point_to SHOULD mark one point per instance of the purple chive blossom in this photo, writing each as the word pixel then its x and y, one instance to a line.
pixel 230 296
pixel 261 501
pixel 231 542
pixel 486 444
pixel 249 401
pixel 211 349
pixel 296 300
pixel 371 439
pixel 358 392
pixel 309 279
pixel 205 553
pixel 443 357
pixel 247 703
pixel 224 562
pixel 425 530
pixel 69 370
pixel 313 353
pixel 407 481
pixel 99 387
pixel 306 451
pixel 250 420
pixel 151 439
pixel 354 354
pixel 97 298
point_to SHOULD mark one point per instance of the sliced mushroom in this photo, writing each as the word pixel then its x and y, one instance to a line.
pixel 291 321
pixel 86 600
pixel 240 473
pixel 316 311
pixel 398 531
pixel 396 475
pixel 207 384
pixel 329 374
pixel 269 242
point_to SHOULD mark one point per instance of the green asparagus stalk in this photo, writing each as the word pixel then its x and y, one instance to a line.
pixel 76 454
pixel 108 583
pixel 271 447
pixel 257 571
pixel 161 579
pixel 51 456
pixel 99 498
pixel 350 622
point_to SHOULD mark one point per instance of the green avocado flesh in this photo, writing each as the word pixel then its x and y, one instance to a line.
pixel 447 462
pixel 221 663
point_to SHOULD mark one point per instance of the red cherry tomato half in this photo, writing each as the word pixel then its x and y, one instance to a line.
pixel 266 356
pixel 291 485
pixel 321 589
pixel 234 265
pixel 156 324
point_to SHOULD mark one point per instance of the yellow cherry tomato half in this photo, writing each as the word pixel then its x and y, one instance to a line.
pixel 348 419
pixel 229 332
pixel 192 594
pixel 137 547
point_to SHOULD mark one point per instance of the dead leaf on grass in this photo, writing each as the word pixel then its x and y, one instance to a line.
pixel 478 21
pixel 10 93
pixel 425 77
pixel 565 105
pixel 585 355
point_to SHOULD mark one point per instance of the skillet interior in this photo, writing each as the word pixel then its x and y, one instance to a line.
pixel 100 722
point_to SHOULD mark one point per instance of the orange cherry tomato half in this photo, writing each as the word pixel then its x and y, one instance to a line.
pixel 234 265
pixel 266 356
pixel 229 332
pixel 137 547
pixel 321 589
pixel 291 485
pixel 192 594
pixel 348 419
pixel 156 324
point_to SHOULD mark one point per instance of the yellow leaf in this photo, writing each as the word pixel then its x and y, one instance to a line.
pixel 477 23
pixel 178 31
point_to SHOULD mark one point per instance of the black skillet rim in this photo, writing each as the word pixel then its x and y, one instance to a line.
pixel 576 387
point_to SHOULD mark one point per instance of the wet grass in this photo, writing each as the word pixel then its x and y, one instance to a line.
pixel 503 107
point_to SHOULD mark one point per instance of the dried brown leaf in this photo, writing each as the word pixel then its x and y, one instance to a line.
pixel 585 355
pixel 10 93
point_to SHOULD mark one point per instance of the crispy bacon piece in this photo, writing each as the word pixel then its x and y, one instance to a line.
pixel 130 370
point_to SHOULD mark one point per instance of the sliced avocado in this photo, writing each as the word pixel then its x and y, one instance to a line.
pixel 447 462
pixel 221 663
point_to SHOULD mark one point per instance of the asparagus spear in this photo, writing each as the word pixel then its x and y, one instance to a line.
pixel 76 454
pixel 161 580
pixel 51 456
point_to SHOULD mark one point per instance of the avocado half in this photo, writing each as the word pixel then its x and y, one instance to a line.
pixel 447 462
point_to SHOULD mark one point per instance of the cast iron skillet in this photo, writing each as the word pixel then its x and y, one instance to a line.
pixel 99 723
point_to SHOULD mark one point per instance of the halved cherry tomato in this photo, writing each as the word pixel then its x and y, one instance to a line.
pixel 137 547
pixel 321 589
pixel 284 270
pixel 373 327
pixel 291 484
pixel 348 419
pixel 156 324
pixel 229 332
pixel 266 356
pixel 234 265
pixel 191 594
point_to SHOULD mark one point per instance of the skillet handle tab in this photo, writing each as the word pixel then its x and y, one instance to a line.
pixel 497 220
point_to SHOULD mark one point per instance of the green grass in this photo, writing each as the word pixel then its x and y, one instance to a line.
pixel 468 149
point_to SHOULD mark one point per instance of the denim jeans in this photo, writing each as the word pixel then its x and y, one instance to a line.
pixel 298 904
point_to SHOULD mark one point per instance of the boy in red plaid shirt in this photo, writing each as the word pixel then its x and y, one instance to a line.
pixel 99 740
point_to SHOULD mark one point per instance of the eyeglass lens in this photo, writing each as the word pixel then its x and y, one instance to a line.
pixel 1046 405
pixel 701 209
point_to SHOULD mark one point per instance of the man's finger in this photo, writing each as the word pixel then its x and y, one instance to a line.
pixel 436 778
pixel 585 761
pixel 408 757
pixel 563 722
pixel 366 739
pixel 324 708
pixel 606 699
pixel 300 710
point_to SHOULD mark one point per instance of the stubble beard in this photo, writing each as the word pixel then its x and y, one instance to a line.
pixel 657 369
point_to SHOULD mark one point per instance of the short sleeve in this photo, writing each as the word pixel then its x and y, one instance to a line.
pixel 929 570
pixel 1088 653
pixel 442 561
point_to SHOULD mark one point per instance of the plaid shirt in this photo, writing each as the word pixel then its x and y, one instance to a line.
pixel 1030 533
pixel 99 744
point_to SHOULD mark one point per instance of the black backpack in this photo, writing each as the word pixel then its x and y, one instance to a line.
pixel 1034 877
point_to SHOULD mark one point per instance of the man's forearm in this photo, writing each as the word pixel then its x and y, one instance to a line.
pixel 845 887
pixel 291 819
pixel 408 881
═══
_TASK DETAILS_
Please format the rows above as a Markdown table with two columns, No. and Line, giving each line its number and skipping any blank lines.

_WRITTEN SOLUTION_
| No. | Line |
|---|---|
| 1 | point_to SHOULD mark one point per instance of the purple chive blossom in this photo, writing each as the word pixel then its x and y, one instance to a line. |
| 2 | pixel 230 296 |
| 3 | pixel 261 501 |
| 4 | pixel 231 542 |
| 5 | pixel 486 444 |
| 6 | pixel 249 401 |
| 7 | pixel 211 349 |
| 8 | pixel 296 300 |
| 9 | pixel 371 439 |
| 10 | pixel 358 392 |
| 11 | pixel 309 279 |
| 12 | pixel 205 553 |
| 13 | pixel 443 357 |
| 14 | pixel 247 703 |
| 15 | pixel 224 562 |
| 16 | pixel 425 530 |
| 17 | pixel 69 370 |
| 18 | pixel 313 353 |
| 19 | pixel 407 481 |
| 20 | pixel 99 387 |
| 21 | pixel 306 451 |
| 22 | pixel 250 420 |
| 23 | pixel 151 439 |
| 24 | pixel 354 354 |
| 25 | pixel 97 298 |
| 26 | point_to SHOULD mark one point per instance of the sliced mushroom in this photo, writing each as the word pixel then its x and y, one instance to a line. |
| 27 | pixel 291 321 |
| 28 | pixel 86 600 |
| 29 | pixel 240 473 |
| 30 | pixel 316 311 |
| 31 | pixel 398 531 |
| 32 | pixel 396 475 |
| 33 | pixel 207 384 |
| 34 | pixel 329 374 |
| 35 | pixel 269 242 |
| 36 | point_to SHOULD mark one point per instance of the green asparagus stalk in this photo, writing each as the word pixel then its x and y, one instance to a line. |
| 37 | pixel 76 454 |
| 38 | pixel 108 583 |
| 39 | pixel 271 447 |
| 40 | pixel 257 571 |
| 41 | pixel 161 579 |
| 42 | pixel 51 456 |
| 43 | pixel 99 498 |
| 44 | pixel 350 622 |
| 45 | point_to SHOULD mark one point per instance of the green avocado flesh in this photo, writing each as the word pixel then its x and y, one instance to a line. |
| 46 | pixel 447 462 |
| 47 | pixel 221 663 |
| 48 | point_to SHOULD mark one point per instance of the red cherry tomato half in this photo, writing each as the word pixel then its x and y, one instance to a line. |
| 49 | pixel 266 356 |
| 50 | pixel 291 485 |
| 51 | pixel 321 589 |
| 52 | pixel 234 265 |
| 53 | pixel 156 324 |
| 54 | point_to SHOULD mark one point per instance of the yellow cherry tomato half in this photo, writing each as the word pixel then its x and y, one instance to a line. |
| 55 | pixel 348 419 |
| 56 | pixel 229 332 |
| 57 | pixel 192 594 |
| 58 | pixel 137 547 |
| 59 | point_to SHOULD mark one point per instance of the dead leaf on grass in this photo, writing each as the word pixel then its x and y, one instance to a line. |
| 60 | pixel 478 21 |
| 61 | pixel 10 93 |
| 62 | pixel 425 77 |
| 63 | pixel 565 105 |
| 64 | pixel 585 355 |
| 65 | point_to SHOULD mark one point per instance of the skillet interior in this photo, writing each as the word pixel then its x and y, one instance to a line. |
| 66 | pixel 100 722 |
| 67 | point_to SHOULD mark one point per instance of the orange cherry tomato half in this photo, writing each as the word pixel then its x and y, one instance to a line. |
| 68 | pixel 234 265 |
| 69 | pixel 266 356 |
| 70 | pixel 229 332 |
| 71 | pixel 137 547 |
| 72 | pixel 321 589 |
| 73 | pixel 291 485 |
| 74 | pixel 192 594 |
| 75 | pixel 348 419 |
| 76 | pixel 156 324 |
| 77 | point_to SHOULD mark one point per instance of the yellow leaf in this photo, writing each as the word pixel then its x and y, one instance to a line. |
| 78 | pixel 477 23 |
| 79 | pixel 178 31 |
| 80 | point_to SHOULD mark one point per instance of the black skillet rim in this photo, writing each as the word pixel then its x and y, one instance to a line. |
| 81 | pixel 576 387 |
| 82 | point_to SHOULD mark one point per instance of the wet grass in this photo, writing each as the word pixel then its x and y, one instance to a line. |
| 83 | pixel 503 107 |
| 84 | point_to SHOULD mark one point per instance of the dried brown leaf in this photo, writing each as the word pixel then its x and y, one instance to a line. |
| 85 | pixel 585 355 |
| 86 | pixel 10 93 |
| 87 | point_to SHOULD mark one point per instance of the crispy bacon piece in this photo, writing each as the word pixel then its x and y, one instance to a line. |
| 88 | pixel 130 370 |
| 89 | point_to SHOULD mark one point per instance of the sliced avocado in this photo, writing each as the word pixel then its x and y, one instance to a line. |
| 90 | pixel 447 462 |
| 91 | pixel 221 663 |
| 92 | point_to SHOULD mark one point per instance of the asparagus spear in this photo, writing each as the word pixel then its x and y, one instance to a line. |
| 93 | pixel 76 454 |
| 94 | pixel 161 580 |
| 95 | pixel 51 456 |
| 96 | point_to SHOULD mark one point per instance of the avocado half in this photo, writing each as the word pixel then its x and y, one instance to a line. |
| 97 | pixel 447 462 |
| 98 | point_to SHOULD mark one point per instance of the cast iron skillet in this photo, writing each as the word pixel then its x and y, one instance to a line. |
| 99 | pixel 99 723 |
| 100 | point_to SHOULD mark one point per instance of the halved cherry tomato in this photo, writing each as the word pixel then its x and y, one instance to a line. |
| 101 | pixel 137 547 |
| 102 | pixel 321 589 |
| 103 | pixel 284 270 |
| 104 | pixel 373 327 |
| 105 | pixel 291 484 |
| 106 | pixel 348 419 |
| 107 | pixel 156 324 |
| 108 | pixel 229 332 |
| 109 | pixel 266 356 |
| 110 | pixel 234 265 |
| 111 | pixel 191 594 |
| 112 | point_to SHOULD mark one point per instance of the skillet handle tab in this photo, writing each as the word pixel then its x and y, one instance to a line. |
| 113 | pixel 497 220 |
| 114 | point_to SHOULD mark one point per instance of the green grass in this photo, writing each as the word pixel then its x and y, one instance to a line. |
| 115 | pixel 468 149 |
| 116 | point_to SHOULD mark one point per instance of the denim jeans in this photo, writing each as the word pixel then its x and y, one instance to a line. |
| 117 | pixel 298 904 |
| 118 | point_to SHOULD mark one point per instance of the boy in red plaid shirt in this photo, writing each as the word pixel then its x and y, one instance to a line. |
| 119 | pixel 99 740 |
| 120 | point_to SHOULD mark one point per instance of the eyeglass lens in this photo, writing each as the word pixel then its x and y, one instance to a line. |
| 121 | pixel 1046 405 |
| 122 | pixel 701 209 |
| 123 | point_to SHOULD mark one point per instance of the man's finger in this photo, writing each as the word pixel then its x and y, one instance to a line. |
| 124 | pixel 436 778 |
| 125 | pixel 585 761 |
| 126 | pixel 408 757 |
| 127 | pixel 563 722 |
| 128 | pixel 366 739 |
| 129 | pixel 324 708 |
| 130 | pixel 606 699 |
| 131 | pixel 300 710 |
| 132 | point_to SHOULD mark one point per instance of the stubble beard in this photo, writing each as the word pixel then its x and y, one instance to a line. |
| 133 | pixel 657 369 |
| 134 | point_to SHOULD mark one point per instance of the short sleeve in this photo, writing each as the word pixel then its x and y, one instance to a line. |
| 135 | pixel 929 570 |
| 136 | pixel 1088 653 |
| 137 | pixel 442 561 |
| 138 | point_to SHOULD mark one point per instance of the plaid shirt in this photo, writing each as the word pixel then its x and y, one instance to a line. |
| 139 | pixel 1030 533 |
| 140 | pixel 99 744 |
| 141 | point_to SHOULD mark one point per instance of the black backpack in this photo, writing each as the word pixel then its x and y, one instance to a line. |
| 142 | pixel 1034 877 |
| 143 | point_to SHOULD mark one point per instance of the man's forearm in this photo, writing each as the word pixel then its x and y, one instance to a line. |
| 144 | pixel 845 887 |
| 145 | pixel 291 819 |
| 146 | pixel 408 881 |